***** Dataset records *****

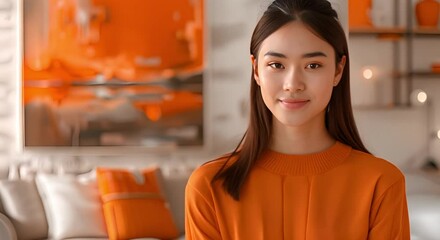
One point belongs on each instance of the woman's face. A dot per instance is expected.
(296, 72)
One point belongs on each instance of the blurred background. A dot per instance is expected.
(89, 82)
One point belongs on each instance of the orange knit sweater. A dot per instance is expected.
(338, 194)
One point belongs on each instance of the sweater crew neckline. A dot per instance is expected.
(307, 164)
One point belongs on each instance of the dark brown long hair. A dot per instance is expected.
(322, 19)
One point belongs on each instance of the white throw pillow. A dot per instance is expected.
(73, 208)
(22, 205)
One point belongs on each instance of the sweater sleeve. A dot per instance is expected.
(389, 214)
(200, 217)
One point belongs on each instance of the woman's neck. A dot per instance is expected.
(312, 138)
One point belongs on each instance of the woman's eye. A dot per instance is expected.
(276, 65)
(313, 65)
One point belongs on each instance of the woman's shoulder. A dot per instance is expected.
(203, 175)
(376, 166)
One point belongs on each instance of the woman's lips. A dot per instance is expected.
(293, 103)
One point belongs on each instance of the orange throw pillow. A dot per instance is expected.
(134, 207)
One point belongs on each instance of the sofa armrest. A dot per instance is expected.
(7, 230)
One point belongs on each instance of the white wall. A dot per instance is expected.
(400, 134)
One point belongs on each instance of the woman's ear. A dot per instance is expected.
(255, 69)
(339, 70)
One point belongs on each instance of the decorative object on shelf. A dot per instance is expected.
(359, 13)
(420, 98)
(427, 13)
(435, 67)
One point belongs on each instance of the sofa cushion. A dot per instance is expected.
(134, 204)
(24, 208)
(73, 208)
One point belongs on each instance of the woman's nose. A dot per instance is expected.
(294, 81)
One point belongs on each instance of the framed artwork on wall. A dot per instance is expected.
(112, 73)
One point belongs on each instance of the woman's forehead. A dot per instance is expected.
(295, 38)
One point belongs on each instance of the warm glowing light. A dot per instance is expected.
(422, 97)
(367, 73)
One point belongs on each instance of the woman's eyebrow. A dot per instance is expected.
(305, 55)
(275, 54)
(314, 54)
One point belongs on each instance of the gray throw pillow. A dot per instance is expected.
(23, 206)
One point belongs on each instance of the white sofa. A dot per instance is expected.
(27, 211)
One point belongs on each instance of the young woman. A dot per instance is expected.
(301, 170)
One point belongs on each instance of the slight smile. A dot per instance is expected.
(293, 103)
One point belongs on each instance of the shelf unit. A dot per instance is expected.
(398, 34)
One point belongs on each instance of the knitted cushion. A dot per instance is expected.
(134, 205)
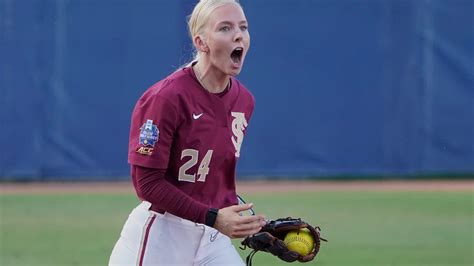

*****

§ Problem to solve:
When you set down the records above, copy every line exactly and exclude the pictures.

§ Answer to the exercise:
One point belongs on each instance of the woman's face. A dot per instance is expected.
(296, 72)
One point belongs on each instance of the blurred background. A dot per instance is expected.
(89, 82)
One point belongs on each instance of the orange knit sweater. A dot per instance is expected.
(338, 194)
One point belongs on each instance of the sweater crew neckline. A dot per instance is expected.
(307, 164)
One point belongs on each instance of the dark brown long hair. A dot per instance is expected.
(322, 19)
One point belongs on each instance of the white throw pillow. A dot per instance is expected.
(73, 208)
(22, 205)
One point belongs on each instance of the sweater sleeve. A dot per instance is expected.
(389, 214)
(200, 217)
One point belongs on each instance of the woman's neck. A dot per instance is expected.
(312, 138)
One point belongs on each instance of the woman's eye. A dot per instance is expected.
(276, 65)
(313, 65)
One point belongs on each instance of the woman's shoulder. A dot per instance is expected.
(203, 175)
(376, 166)
One point belongs on each instance of the woman's lips. A dot per instance is expected.
(293, 103)
One point belongs on each instance of the orange throw pillow. A dot per instance is expected.
(134, 207)
One point belongs on each instance of the sofa armrest. A dot per instance is expected.
(7, 230)
One point belongs on each instance of the white wall. A dot per instance is expected.
(400, 134)
One point belongs on each instance of the woman's ear. A dot per instance is expected.
(255, 69)
(339, 70)
One point belongs on each instance of the decorative object on shelf. A dot per instance is expected.
(359, 13)
(420, 98)
(427, 13)
(435, 67)
One point belongs on each instance of the sofa cushion. A dot per instance is expected.
(134, 204)
(24, 208)
(73, 208)
One point belongs on each instance of the woman's nose. A dot per instance is expected.
(294, 81)
One point belongs on each instance of the framed artwork on wall. A dot per instance is expected.
(112, 73)
One point belongs on each instance of the woman's forehead. A dot per instance is expected.
(295, 38)
One point belongs on each instance of the warm glowing light. A dot per instance is expected.
(422, 97)
(367, 73)
One point belongs on each instance of the woman's eyebrow. A dot per instance is expected.
(305, 55)
(275, 54)
(314, 54)
One point belongs on each instance of the gray throw pillow. A dot per instance is expected.
(23, 206)
One point belongs on each instance of the white sofa. A dot per instance is expected.
(27, 211)
One point belongs on each instance of the young woman. A dot per instance is expected.
(301, 170)
One point belongs on each instance of the slight smile. A dot per instance is expected.
(293, 103)
One point belongs on each instance of the shelf unit. A dot per instance is expected.
(398, 34)
One point belongs on each instance of the knitted cushion. A dot per instance is expected.
(134, 205)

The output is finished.